# What are some of the very best suspense/mystery books you’ve read



## MulliganAl (Nov 11, 2010)

over the past few years?  I don't like books that are overly gruesome, I just like those 'sit on the edge of your seat' suspense and mystery type books.

I'm currently reading 'the woman with the dragon tattoo' which has been a good read so far.  Now I want a few really good suspense/mystery books that I can read in front of the fire over the holiday break, any good suggestions?


----------



## Joel Arnold (May 3, 2010)

A few that I've enjoyed in the last few years are *Smilla's Sense of Snow*, *The Tenderness of Wolves* (this is historical fiction, as well), and *Still Life with Crows*.


----------



## Manley (Nov 14, 2010)

Well, I really like Dennis Lehane's  Patrick Kenzie and Angela Gennaro detective series (starting with A Drink Before the War). Those books have kept me awake and reading well past when I should have went to bed. Very good stuff.


----------



## DYB (Aug 8, 2009)

You're looking for recently written books, I think? If you like historical suspense novels (by that I mean written now, but about the past) try Michael Cox's "The Meaning of Night."



Or David Liss' "A Conspiracy of Paper."



If you don't mind classics, then you can't go wrong with Wilkie Collins! Those will keep you flipping the pages, "Moonstone" and "The Woman in White" especially.


----------



## Daphne (May 27, 2010)

I'm a big fan of Dorothy Sayers and have just read "Gaudy Night" - as well as a mystery to unravel there is a satisfying love story, a moral debate about the importance of professional versus personal (emotional) integrity (pre-feminist question of work/family balance) - and lots of beautiful Oxford.

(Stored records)
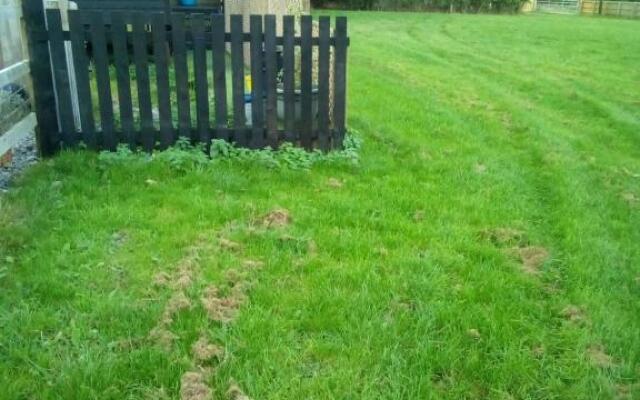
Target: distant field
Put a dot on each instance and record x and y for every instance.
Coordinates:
(486, 247)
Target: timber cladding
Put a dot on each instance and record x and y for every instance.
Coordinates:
(152, 77)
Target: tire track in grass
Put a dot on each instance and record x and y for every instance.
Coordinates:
(550, 200)
(222, 306)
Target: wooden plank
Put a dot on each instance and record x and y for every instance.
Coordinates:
(140, 57)
(218, 55)
(246, 37)
(101, 60)
(200, 70)
(14, 72)
(83, 86)
(181, 75)
(272, 80)
(161, 60)
(47, 135)
(61, 76)
(288, 77)
(306, 83)
(340, 81)
(121, 61)
(323, 83)
(257, 102)
(237, 77)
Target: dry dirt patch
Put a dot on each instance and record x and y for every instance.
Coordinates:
(335, 183)
(193, 387)
(162, 337)
(235, 393)
(599, 357)
(276, 218)
(204, 351)
(573, 313)
(227, 244)
(505, 236)
(221, 309)
(532, 258)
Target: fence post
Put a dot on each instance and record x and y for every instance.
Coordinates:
(47, 132)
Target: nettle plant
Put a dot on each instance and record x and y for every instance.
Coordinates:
(185, 156)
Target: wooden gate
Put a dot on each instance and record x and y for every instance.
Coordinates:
(146, 78)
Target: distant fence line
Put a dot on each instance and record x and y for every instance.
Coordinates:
(625, 9)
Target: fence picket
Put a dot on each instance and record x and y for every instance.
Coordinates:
(160, 55)
(237, 76)
(257, 103)
(181, 74)
(323, 83)
(340, 80)
(101, 60)
(308, 119)
(200, 70)
(288, 72)
(61, 74)
(271, 77)
(218, 55)
(121, 61)
(306, 82)
(81, 67)
(140, 56)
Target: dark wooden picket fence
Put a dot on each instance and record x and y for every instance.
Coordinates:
(150, 78)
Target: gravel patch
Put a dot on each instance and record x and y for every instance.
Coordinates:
(24, 155)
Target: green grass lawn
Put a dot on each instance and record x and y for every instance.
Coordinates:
(487, 245)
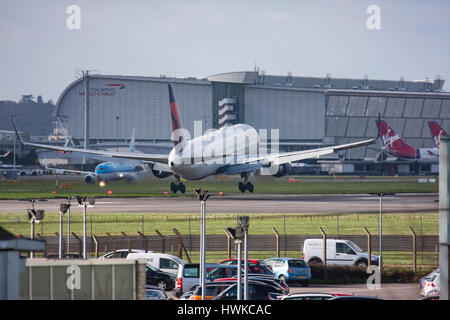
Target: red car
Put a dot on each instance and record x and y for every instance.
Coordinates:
(250, 261)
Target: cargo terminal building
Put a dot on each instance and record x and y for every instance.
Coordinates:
(309, 112)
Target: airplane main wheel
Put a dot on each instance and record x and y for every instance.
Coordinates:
(241, 187)
(173, 187)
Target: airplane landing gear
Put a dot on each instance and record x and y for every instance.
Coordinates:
(246, 185)
(178, 186)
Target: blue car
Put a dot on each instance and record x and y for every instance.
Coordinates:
(290, 269)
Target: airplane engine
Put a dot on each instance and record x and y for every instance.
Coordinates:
(161, 174)
(131, 177)
(283, 170)
(90, 178)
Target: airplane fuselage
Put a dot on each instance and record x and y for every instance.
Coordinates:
(109, 171)
(206, 155)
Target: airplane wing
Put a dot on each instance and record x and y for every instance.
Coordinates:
(288, 157)
(255, 163)
(71, 171)
(159, 158)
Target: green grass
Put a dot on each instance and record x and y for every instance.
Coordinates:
(46, 187)
(260, 224)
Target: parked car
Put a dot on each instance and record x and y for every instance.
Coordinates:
(290, 269)
(311, 296)
(250, 261)
(120, 253)
(163, 261)
(431, 283)
(30, 172)
(339, 252)
(212, 290)
(280, 284)
(156, 277)
(154, 293)
(188, 275)
(274, 289)
(422, 280)
(355, 298)
(256, 291)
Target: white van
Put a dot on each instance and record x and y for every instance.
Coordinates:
(163, 261)
(339, 252)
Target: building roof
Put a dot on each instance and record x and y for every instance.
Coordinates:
(8, 241)
(260, 78)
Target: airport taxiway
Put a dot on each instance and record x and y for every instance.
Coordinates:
(248, 203)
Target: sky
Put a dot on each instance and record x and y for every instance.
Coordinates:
(40, 54)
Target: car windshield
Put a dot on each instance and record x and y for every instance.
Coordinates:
(152, 268)
(354, 246)
(297, 263)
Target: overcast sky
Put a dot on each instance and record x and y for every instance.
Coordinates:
(39, 54)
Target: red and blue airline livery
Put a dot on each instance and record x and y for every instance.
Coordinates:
(436, 132)
(395, 146)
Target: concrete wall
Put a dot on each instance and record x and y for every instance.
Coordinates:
(92, 279)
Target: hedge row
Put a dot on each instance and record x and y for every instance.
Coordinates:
(346, 274)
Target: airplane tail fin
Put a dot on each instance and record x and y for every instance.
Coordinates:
(177, 128)
(132, 141)
(436, 132)
(392, 142)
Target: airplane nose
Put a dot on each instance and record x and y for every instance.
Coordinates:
(176, 161)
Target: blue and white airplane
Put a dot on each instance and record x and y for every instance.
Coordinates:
(104, 172)
(230, 150)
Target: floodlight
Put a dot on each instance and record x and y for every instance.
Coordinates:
(63, 207)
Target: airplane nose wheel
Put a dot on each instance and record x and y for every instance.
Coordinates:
(246, 185)
(243, 186)
(179, 186)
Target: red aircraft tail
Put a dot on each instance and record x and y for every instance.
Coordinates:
(177, 136)
(436, 132)
(395, 145)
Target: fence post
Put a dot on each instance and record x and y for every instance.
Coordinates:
(96, 245)
(324, 236)
(45, 247)
(229, 238)
(80, 246)
(163, 240)
(369, 247)
(277, 235)
(57, 234)
(181, 246)
(113, 242)
(414, 249)
(145, 241)
(129, 241)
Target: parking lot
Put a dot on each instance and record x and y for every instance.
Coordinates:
(390, 291)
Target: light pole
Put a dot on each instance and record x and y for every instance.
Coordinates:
(35, 216)
(202, 196)
(243, 226)
(85, 202)
(380, 226)
(117, 133)
(63, 207)
(68, 224)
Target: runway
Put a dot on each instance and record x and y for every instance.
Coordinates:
(247, 203)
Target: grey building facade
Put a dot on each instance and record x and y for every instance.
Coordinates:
(308, 111)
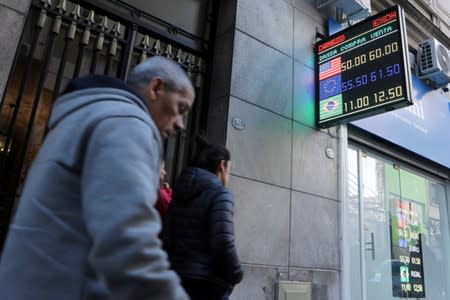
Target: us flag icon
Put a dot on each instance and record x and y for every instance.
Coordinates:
(330, 68)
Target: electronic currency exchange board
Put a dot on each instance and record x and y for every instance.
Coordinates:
(363, 70)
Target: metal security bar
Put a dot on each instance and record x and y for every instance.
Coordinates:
(67, 39)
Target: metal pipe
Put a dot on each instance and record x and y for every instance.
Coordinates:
(83, 43)
(99, 44)
(112, 48)
(128, 53)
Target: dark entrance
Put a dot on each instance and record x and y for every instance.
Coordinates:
(64, 40)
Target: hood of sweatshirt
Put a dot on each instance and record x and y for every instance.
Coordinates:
(93, 88)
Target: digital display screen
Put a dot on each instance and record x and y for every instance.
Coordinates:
(363, 70)
(408, 278)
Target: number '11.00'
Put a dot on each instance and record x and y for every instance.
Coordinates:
(378, 97)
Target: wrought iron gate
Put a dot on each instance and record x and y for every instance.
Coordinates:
(68, 39)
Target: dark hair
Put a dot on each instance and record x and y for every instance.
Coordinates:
(208, 156)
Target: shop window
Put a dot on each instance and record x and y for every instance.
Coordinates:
(399, 231)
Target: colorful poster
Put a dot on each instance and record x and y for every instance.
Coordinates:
(406, 246)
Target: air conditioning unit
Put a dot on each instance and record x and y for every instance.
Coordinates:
(433, 60)
(350, 10)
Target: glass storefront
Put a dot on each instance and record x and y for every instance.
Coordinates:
(398, 231)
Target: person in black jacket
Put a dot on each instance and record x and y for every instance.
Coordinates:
(198, 234)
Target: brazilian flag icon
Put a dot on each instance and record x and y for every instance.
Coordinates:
(330, 107)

_Your tasks_
a. From the mystery book thread, list every author named in the posts.
b. Resume the mystery book thread from its final post.

_Task-by-task results_
a. Dennis Lehane, Michael Cox, David Liss, Wilkie Collins, Dorothy Sayers

b.
----------



## R. Doug (Aug 14, 2010)

_The Lion's Game_, (thriller), Nelson DeMille (may be a bit gruesome in parts, however); _Spencerville_ and _The Charm School_, (both thrillers), Nelson DeMille (older works but still good); _Plum Island_ (mystery), Nelson DeMille; _Burnt Sienna_, (thriller), David Morrell; _Extreme Denial_ (mystery, thriller), David Morrell; _Double Image_ (mystery, thriller), David Morrell.

Those will get you started on some pretty good tales.

For pure mystery with a little romance, you might try _Not What She Seems_ by Victorine E. Lieske.


----------



## MLPMom (Nov 27, 2009)

Patricia Cromwell's earlier work is pretty good. Definitely kept me on the edge of my seat but it can have some gruesome details in it about the murders.
Mary Higgins Clark's earlier work is excellent too. Although the last few books she has put out have been pretty predictable. They aren't overly gruesome and have usually a slight romance interest in them as well. 

If you like Historical Fiction type mysteries then Deanna Raybourn writes an excellent series, Lady Julia Gray. I believe the first book is Silent in the Grave. There is a bundle of three for only $9.99 for Kindle.


----------



## Cindy416 (May 2, 2009)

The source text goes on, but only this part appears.